Stated problem 1 |
Extract every line of the records that contains the word "clock", treating uppercase and lowercase as different.

Selected text |
┌──
Attempts to halt the Depression

Hoover Presidency

  • Hoover did very little to alleviate the effects of the depression
  • Pressured state and local governments to take more responsibility, essentially absolving himself of blame
  • Used the term ‘depression’ rather than ‘crisis’ to avoid mass hysteria

FDR

  • In an attempt to halt the Depression, FDR:
    • Closed banks for four days and only let those that were secure reopen.
    • He supplied government guarantees to bank deposit amounts over $5000.
    • This provided bank customers with confidence in the system and stopped the rush on the banks to withdraw their funds
    • Removed America from the Gold Standard which allowed the government to produce more money
    • He ended prohibition by repealing the Volstead Act
    • Alphabet agencies - the New Deal

Historian’s Assessments of The New Deal™

Basil Rauch

  • First new deal was primarily conservative and aimed simply at recovery rather than reform
  • Second new deal was more radical and gave the rise to progressive measures

Tugwell and Schlesinger

  • First new deal was radical- radical nature of the early period was evident in a commitment to national planning
  • Second new deal was more traditional, more conservative and increasingly pro-business

David Kennedy

  • They should distinguish between features of the new deal in terms of legacy
  • What piece of legislation had a lasting effect
  • First new deal addresses the immediate economic crisis
  • Second new deal includes all of the enduring changes that came out of the reforms from 1933 onward

Richard Kirkrendall

  • Made significant changes
  • Helped defend the two party system
  • In providing moderate change, helped prevent more radical change such as a revolution
  • Communist and socialist parties had increasing membership
  • Saw the new deal as continuing an American tradition of pragmatism
  • FDR victory as a triumph for centrism

Stolberg and Vinton

  • New deal did not go far enough
  • Failed to alter basic injustices
  • Limitations of social security
  • Lack of concern for the black population
  • Inadequate unemployment relief programs

Burns and Conkin

  • New deal benefited the wealthy and those with vested interests
  • Helped farmers and the middle class
  • Did not lead to fundamental change

Opposition to the New Deal

Businesses

  • Opposed to ending the laissez faire capitalism and the increase in state intervention.
└──
Stated problem 2 |
Carry on the notes about the Depression and the New Deal, picking up right after their last line.

(Position identification records)
┌──
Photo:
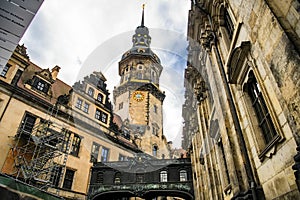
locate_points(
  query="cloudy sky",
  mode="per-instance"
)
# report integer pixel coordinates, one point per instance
(91, 35)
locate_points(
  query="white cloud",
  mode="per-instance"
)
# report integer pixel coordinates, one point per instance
(66, 33)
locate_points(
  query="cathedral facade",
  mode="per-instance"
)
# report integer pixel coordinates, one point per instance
(52, 134)
(242, 94)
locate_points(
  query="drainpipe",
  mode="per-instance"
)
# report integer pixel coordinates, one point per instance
(238, 129)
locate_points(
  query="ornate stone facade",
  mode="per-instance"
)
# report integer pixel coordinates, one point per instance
(138, 99)
(242, 88)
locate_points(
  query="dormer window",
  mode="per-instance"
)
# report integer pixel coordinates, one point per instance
(100, 97)
(40, 85)
(91, 92)
(79, 103)
(5, 70)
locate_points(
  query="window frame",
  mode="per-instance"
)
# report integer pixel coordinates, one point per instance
(261, 144)
(94, 152)
(163, 176)
(183, 175)
(91, 92)
(79, 105)
(155, 150)
(104, 154)
(101, 97)
(5, 70)
(75, 146)
(86, 107)
(68, 179)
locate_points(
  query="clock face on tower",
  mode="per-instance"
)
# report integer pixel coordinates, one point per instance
(138, 96)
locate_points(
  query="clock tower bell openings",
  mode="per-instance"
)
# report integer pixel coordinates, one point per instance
(138, 99)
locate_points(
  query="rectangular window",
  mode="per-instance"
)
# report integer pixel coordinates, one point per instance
(163, 176)
(261, 110)
(228, 24)
(91, 92)
(55, 175)
(97, 114)
(68, 181)
(104, 154)
(5, 70)
(104, 117)
(79, 103)
(122, 157)
(75, 145)
(66, 142)
(182, 175)
(126, 134)
(94, 152)
(100, 97)
(17, 77)
(28, 123)
(86, 107)
(120, 105)
(155, 108)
└──
Answer 1 |
  query="clock face on tower",
  query="clock tower bell openings",

Answer 2 |
  • Thought Roosevelt had ‘socialistic’ tendencies.

Political opposition

  • Opponents on both the left and right of politics found support amongst those dissatisfied with the pace of recovery.
  • Huey P Long, the governor of Louisiana, “ran the place like a personal kingdom”.
  • He was assassinated in 1935.

Social and economic conservatives

  • Conservative groups such as the American liberty league, founded in 1934, attacked the New Deal as a threat to state’s rights.

Cranks

  • These included a radio broadcasting roman catholic priest, father Coughlin, who blamed international bankers for the depression.
  • His speeches started to become quite anti-Semitic and nationalistic .
  • Employers challenged the new deal in the US supreme court.
  • It declared that certain new deal laws were unconstitutional.

Retrospective criticism

  • Revisionist historians in the 1950’s and 1960’s said the new deal prevented significant reform.

Implications of Growing Urbanisation and Industrialisation

  • Foreign immigrants moved to USA
  • Internal migration - African Americans from the South to the North
  • Movement from rural communities to bigger cites
  • By the end on the First World War, the USA was the leading economic power in the world. It had a strong farming economy, although this sector was suffering with very low prices in the 1920s, but its great strength was its industrial might. This had important social consequences for America. As the farming industry became more mechanical and as the price of farming products dropped, farmers went bankrupt and there was a strong movement of people to the cities.
  • Whilst the movement had already been seen previously, the 1920’s and 1930’s saw a dramatic increase. Combining this with high levels of immigration meant that the cities swelled and began feeling the pressure
  • New industries such as the automobile and rubber industries grew and took in these new people. Mass production and mass consumption were born and new products such as refrigerators and the wireless only maintained the rapid grow of industry.
  • Slums were evident around the cities and these became much worse in the 1930s with the great depression. Crime and poverty began to thrive
  • Ethnic groups stayed close together for security and as a result cities developed ethnic ghettos e.g. the Irish and Italian sections of New York and Boston. Racial and cultural problems were highlighted and became even worse.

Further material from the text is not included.